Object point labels
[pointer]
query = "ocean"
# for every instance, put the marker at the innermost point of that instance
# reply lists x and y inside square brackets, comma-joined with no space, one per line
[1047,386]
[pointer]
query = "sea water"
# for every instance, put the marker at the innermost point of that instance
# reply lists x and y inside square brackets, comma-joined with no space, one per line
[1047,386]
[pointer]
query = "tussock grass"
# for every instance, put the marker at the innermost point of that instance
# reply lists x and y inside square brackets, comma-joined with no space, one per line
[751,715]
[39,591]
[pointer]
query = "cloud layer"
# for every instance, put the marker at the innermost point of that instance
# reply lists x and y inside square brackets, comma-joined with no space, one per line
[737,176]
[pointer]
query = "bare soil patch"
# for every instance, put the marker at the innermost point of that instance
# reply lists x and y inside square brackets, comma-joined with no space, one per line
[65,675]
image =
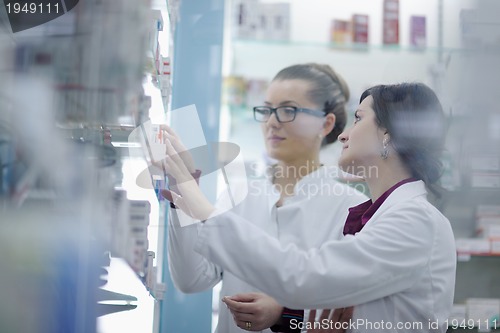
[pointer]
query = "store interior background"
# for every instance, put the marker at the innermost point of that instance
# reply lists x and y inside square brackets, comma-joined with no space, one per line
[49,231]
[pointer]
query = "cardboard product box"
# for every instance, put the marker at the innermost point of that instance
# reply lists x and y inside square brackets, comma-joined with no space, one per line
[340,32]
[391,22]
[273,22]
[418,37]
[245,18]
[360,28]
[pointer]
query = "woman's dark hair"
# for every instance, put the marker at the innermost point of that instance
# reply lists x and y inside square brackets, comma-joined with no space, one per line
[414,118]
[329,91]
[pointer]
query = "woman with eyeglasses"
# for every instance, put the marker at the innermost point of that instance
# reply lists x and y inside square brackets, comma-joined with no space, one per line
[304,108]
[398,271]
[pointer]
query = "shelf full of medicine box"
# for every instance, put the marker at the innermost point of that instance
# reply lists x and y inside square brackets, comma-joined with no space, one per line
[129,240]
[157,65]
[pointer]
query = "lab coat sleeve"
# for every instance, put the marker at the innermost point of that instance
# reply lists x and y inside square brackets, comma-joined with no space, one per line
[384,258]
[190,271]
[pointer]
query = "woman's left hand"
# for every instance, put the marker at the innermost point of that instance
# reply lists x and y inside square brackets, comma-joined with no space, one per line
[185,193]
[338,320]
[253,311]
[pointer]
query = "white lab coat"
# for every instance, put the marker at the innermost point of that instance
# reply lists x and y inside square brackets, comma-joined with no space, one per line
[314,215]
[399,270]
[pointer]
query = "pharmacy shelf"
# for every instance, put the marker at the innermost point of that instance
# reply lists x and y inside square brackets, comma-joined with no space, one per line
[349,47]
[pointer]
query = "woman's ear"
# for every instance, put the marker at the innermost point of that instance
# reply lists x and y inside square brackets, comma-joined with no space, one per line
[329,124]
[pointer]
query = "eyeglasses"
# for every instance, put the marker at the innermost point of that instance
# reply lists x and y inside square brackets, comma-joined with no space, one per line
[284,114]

---

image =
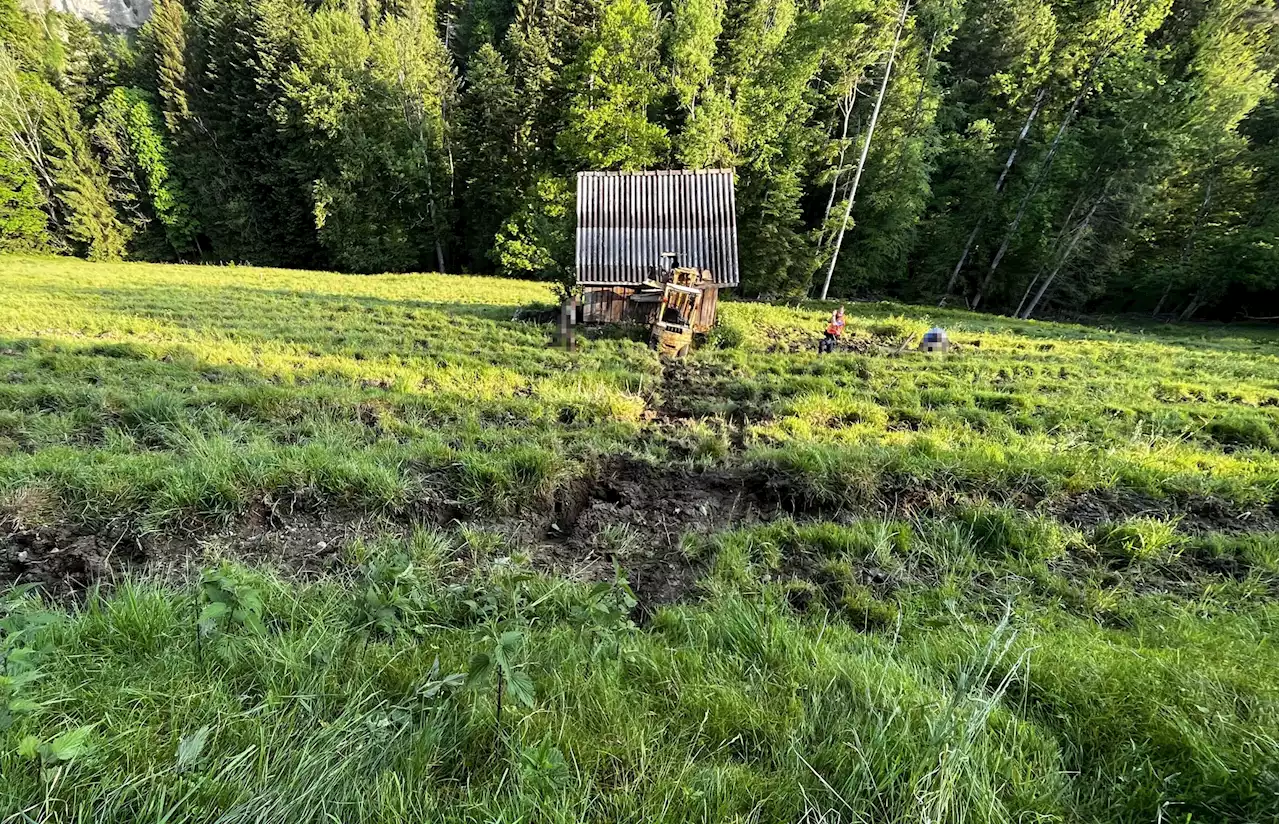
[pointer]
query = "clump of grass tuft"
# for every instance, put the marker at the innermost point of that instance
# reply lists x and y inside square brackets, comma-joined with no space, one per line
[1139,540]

* **What you should do**
Select and copy every line of the records that contains the string "grass", matching case exactly.

* **Exercise answer**
query = "tussock grass"
query = "clump of grass tuft"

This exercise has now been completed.